§ **Texto seleccionado**:

※ ※ ※

Hobsbawm señala que una de las principales consecuencias de los nuevos desarrollos productivos es el crecimiento inusitado de la economía informal: la nueva economía de servicios –es cierto– no puede acoger a la gente desocupada por el campo o la industria. Pero su planteamiento no distingue entre “informal economy” (no asalariada, no regulada) y “black economy” (que no sólo es ilegal sino a veces delictiva). Visto con una óptica no convencional, el crecimiento de la economía informal representa dos cosas que Hobsbawm no ve: una evidencia de los límites de la noción actual de empleo, desarrollo y economía, y una oportunidad de crear un modelo alternativo de desarrollo basado en el autoempleo, no dependiente del trabajo asalariado.

Convincente, en general, por lo que sostiene, la ponencia se resiente por lo que omite. En buena ortodoxia, Hobsbawm se ocupa principalmente del tema económico, y en su sugerente panorama del siglo XXI deja fuera áreas decisivas del desarrollo humano. Tomemos por caso el presente y futuro de la democracia liberal, a la que apenas alude. En su texto, Hobsbawm parece defender dos tesis contradictorias: por un lado, el proceso globalizador debilita los Estados como agentes creadores de políticas públicas; por otro insiste en que la mundialización no ha tocado la política porque los Estados siguen siendo quienes detentan la fuerza física y la ley y pueden, por lo tanto, poner un freno a la globalización. ¿Cuál es, en definitiva, la posición de Hobsbawm frente a la democracia liberal? Él mismo refiere la necesidad de un gobierno mundial que “domestique” la globalización. ¿Cómo pueden traducirse a la escala mundial los valores y compromisos democráticos?

Si Hobsbawm estuviera aquí le pediría que situara en su esquema el lugar de la religión y los nacionalismos. ¿Es el radicalismo islámico un obstáculo para la globalización o una globalización alternativa, ligada al fanatismo? Otra duda de índole cultural: el cambio de centro que predice en la economía global ¿irá acompañado de un cambio de centro en las ideas? ¿Serán la India y China, o quizás otros países, los nuevos epicentros intelectuales? La cultura es una gran ausente en la conferencia, pero hay otras: la ciencia, la biotecnología, las neurociencias, la genética, y otras tendencias que, además de tener consecuencias económicas, tienen consecuencias políticas, morales, metafísicas (¿qué es el ser humano en un mundo de clonación y manipulación genética?). Otra ausencia es el tema moral. No se puede hablar, a mi juicio, de “After the Twentieth Century” sin hacer referencia a las herencias morales (o inmorales) del siglo XX: la experiencia de la barbarie fascista y comunista, y la expansión de la conciencia moral que, no sin obstáculos, tiende a rechazar la guerra y a abrazar universalmente, aunque sea en el discurso, los derechos humanos. ¿Qué hacer, en el siglo XXI, con la memoria del siglo XX? Hobsbawm alude lateralmente a la “era de la información” como un nuevo modelo de civilización, pero no lo explora. ¿Será quizás un proyecto agotable en unas cuantas décadas, o durará siglos como el modelo industrial o quizás milenios como el modelo de la civilización agrícola?

※ ※ ※

§ **Material proporcionado**:

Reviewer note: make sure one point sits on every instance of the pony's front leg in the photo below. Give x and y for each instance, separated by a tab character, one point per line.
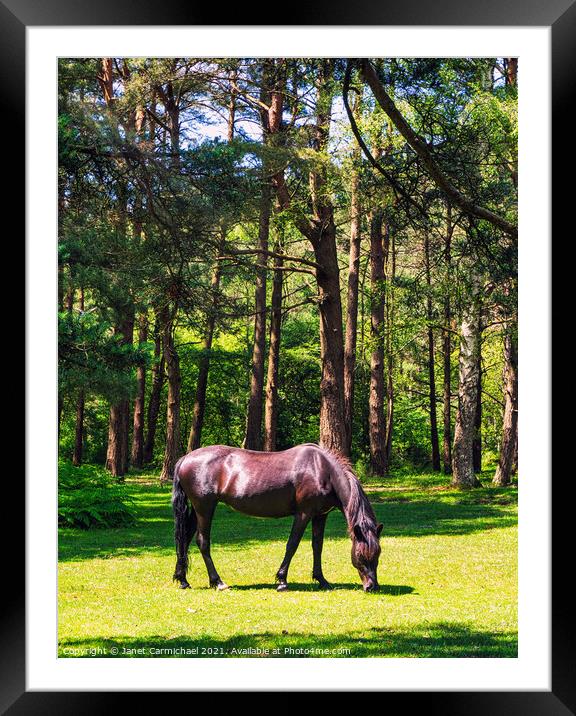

※ ※ ※

§ **Problema breve A**: Según el texto seleccionado, ¿qué dos tipos de economía no distingue el planteamiento de Hobsbawm?
§ **Problema breve B**: Reproduzca el fragmento del texto seleccionado comprendido entre “Hobsbawm señala que” y “del trabajo asalariado.”, ambos incluidos.

§ **Respuesta del ejercicio A**: La “informal economy” (no asalariada, no regulada) y la “black economy” (no sólo ilegal sino a veces delictiva).

§ **Respuesta del ejercicio B**:
Hobsbawm señala que una de las principales consecuencias de los nuevos desarrollos productivos es el crecimiento inusitado de la economía informal: la nueva economía de servicios –es cierto– no puede acoger a la gente desocupada por el campo o la industria. Pero su planteamiento no distingue entre “informal economy” (no asalariada, no regulada) y “black economy” (que no sólo es ilegal sino a veces delictiva). Visto con una óptica no convencional, el crecimiento de la economía informal representa dos cosas que Hobsbawm no ve: una evidencia de los límites de la noción actual de empleo, desarrollo y economía, y una oportunidad de crear un modelo alternativo de desarrollo basado en el autoempleo, no dependiente del trabajo asalariado.